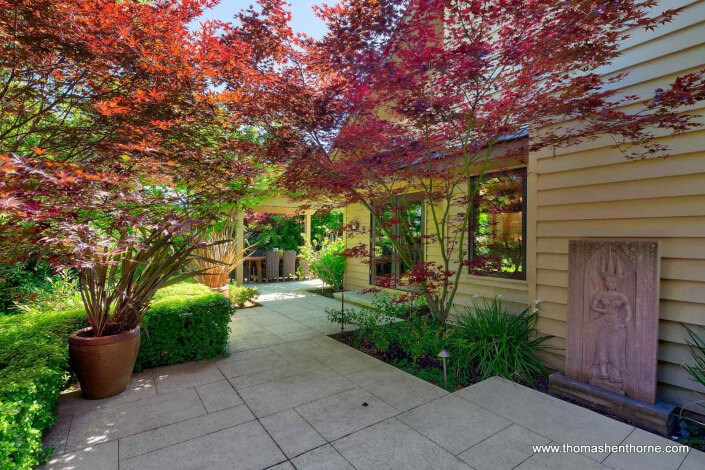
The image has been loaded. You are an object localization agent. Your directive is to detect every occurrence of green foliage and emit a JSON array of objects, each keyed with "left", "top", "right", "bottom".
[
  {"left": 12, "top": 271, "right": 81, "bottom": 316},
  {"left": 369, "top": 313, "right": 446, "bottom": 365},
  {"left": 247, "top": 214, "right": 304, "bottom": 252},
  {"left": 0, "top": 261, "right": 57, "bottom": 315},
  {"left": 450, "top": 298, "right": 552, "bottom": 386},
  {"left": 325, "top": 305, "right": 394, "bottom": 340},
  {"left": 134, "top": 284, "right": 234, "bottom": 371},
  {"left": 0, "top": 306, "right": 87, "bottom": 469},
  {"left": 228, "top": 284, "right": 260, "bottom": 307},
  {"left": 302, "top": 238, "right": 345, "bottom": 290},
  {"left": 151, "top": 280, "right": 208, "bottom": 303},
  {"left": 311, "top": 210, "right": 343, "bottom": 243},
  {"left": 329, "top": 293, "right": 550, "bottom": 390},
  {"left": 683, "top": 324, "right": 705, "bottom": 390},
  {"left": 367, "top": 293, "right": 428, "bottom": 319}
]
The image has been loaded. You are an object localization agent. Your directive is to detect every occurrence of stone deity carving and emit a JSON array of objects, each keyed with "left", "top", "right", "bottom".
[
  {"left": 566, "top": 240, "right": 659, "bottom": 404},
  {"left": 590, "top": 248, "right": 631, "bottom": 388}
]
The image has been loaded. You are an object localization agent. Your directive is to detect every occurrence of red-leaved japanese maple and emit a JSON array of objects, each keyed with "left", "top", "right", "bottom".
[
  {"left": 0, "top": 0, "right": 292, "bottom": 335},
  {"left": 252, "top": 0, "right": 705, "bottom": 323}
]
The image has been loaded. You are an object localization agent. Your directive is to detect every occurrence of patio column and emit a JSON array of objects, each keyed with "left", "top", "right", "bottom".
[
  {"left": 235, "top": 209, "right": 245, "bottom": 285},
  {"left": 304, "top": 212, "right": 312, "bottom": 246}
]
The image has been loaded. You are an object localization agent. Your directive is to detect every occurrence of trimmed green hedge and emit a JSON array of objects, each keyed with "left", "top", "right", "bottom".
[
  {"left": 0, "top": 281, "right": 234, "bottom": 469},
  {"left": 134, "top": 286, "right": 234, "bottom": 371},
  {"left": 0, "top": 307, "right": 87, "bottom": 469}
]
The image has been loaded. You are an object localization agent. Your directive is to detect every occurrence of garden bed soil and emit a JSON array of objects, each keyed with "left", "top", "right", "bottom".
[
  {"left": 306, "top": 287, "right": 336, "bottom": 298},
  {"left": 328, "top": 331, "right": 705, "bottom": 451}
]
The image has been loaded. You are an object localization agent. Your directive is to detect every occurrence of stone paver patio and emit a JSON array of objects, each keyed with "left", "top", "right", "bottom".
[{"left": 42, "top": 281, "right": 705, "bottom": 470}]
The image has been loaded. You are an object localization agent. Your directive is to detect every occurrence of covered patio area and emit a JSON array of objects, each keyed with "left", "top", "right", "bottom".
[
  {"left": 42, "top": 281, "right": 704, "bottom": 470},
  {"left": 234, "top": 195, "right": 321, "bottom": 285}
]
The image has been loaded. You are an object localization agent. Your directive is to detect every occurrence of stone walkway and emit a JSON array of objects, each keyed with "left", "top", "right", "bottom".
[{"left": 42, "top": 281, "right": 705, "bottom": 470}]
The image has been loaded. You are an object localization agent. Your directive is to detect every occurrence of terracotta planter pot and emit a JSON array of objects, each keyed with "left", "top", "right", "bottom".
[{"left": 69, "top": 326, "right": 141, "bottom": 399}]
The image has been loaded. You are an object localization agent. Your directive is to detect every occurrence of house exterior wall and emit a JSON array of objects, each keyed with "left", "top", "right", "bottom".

────────

## [THE TASK]
Leave out the pictures and set down everything else in the entries above exactly.

## [OUTPUT FOR THIS EXERCISE]
The image has been loaded. You are an object localization agent. Your directive is to detect every occurrence of green foliage and emit a JSON array of objects, each keyed with "left", "top", "right", "bottom".
[
  {"left": 12, "top": 271, "right": 81, "bottom": 316},
  {"left": 369, "top": 313, "right": 446, "bottom": 365},
  {"left": 247, "top": 214, "right": 304, "bottom": 252},
  {"left": 0, "top": 261, "right": 57, "bottom": 315},
  {"left": 450, "top": 298, "right": 552, "bottom": 386},
  {"left": 325, "top": 305, "right": 394, "bottom": 340},
  {"left": 134, "top": 284, "right": 234, "bottom": 371},
  {"left": 0, "top": 306, "right": 87, "bottom": 469},
  {"left": 228, "top": 284, "right": 260, "bottom": 307},
  {"left": 302, "top": 238, "right": 345, "bottom": 290},
  {"left": 151, "top": 280, "right": 208, "bottom": 303},
  {"left": 311, "top": 210, "right": 343, "bottom": 243},
  {"left": 329, "top": 293, "right": 550, "bottom": 390},
  {"left": 683, "top": 324, "right": 705, "bottom": 390},
  {"left": 367, "top": 293, "right": 428, "bottom": 319}
]
The image has been loaded. You are an object localization agent. Your directive is to detect every occurrence of stone deity carving and emit a JSON array of objects, each keyed with "left", "top", "right", "bottom".
[
  {"left": 566, "top": 240, "right": 659, "bottom": 404},
  {"left": 590, "top": 248, "right": 631, "bottom": 388}
]
The image has been loaded. You are an object localization agent. Your directive is to detect every occurrence of red-leaved japanese maple and emit a JSON array of objects, each keyed with "left", "top", "right", "bottom".
[
  {"left": 0, "top": 0, "right": 292, "bottom": 335},
  {"left": 252, "top": 0, "right": 705, "bottom": 323}
]
The image has been loaded. You are an object localization agent. Your directive is to detect every occurrence of patio column and emit a JSON array of objects, each keyed with "left", "top", "right", "bottom".
[
  {"left": 235, "top": 209, "right": 245, "bottom": 285},
  {"left": 304, "top": 212, "right": 312, "bottom": 246}
]
The image has been loaded. You are an object localization agent. Your directive is to detect every occurrence of trimmed green hedge and emit a JSON array of objects, each keyed with "left", "top", "right", "bottom".
[
  {"left": 0, "top": 281, "right": 234, "bottom": 469},
  {"left": 134, "top": 286, "right": 234, "bottom": 371},
  {"left": 0, "top": 307, "right": 87, "bottom": 469}
]
The image has been loaded. You are an object localization agent. Your directive is to detect every occurrence of garden bed soil and emit a JSON array of objects, each keyed with "left", "top", "right", "bottom".
[
  {"left": 306, "top": 287, "right": 336, "bottom": 298},
  {"left": 328, "top": 331, "right": 705, "bottom": 451}
]
The image has been loaded. You are an object localization agent. Your directive is to detect every occurrence of stone paver patio and emit a JSON array of objects, each keyed with "left", "top", "right", "bottom".
[{"left": 42, "top": 281, "right": 705, "bottom": 470}]
The image has been loaded. You are an object localization agent. Your directive is to detect every occurrence of covered patio area and emit a JSON array of objects, each keyed with "left", "top", "right", "bottom".
[
  {"left": 42, "top": 281, "right": 704, "bottom": 470},
  {"left": 234, "top": 195, "right": 321, "bottom": 285}
]
The image has been loaded. You are an object localization agent. Your directive is to detect every occurrence of stone walkway and emit a JSON array of objects, each keyed with "left", "top", "right", "bottom".
[{"left": 42, "top": 281, "right": 705, "bottom": 470}]
The image has been loaded. You are an object localization agent. Your directive is to detect every occurrence of terracotta planter pot and emit a JSON array of objects, each keyed with "left", "top", "right", "bottom".
[{"left": 69, "top": 326, "right": 141, "bottom": 399}]
The image has been loaded. You are an object localization agent. Your directive is to detect every occurrence of house exterior wall and emit a JSON array of objects, each keyed with "left", "top", "right", "bottom".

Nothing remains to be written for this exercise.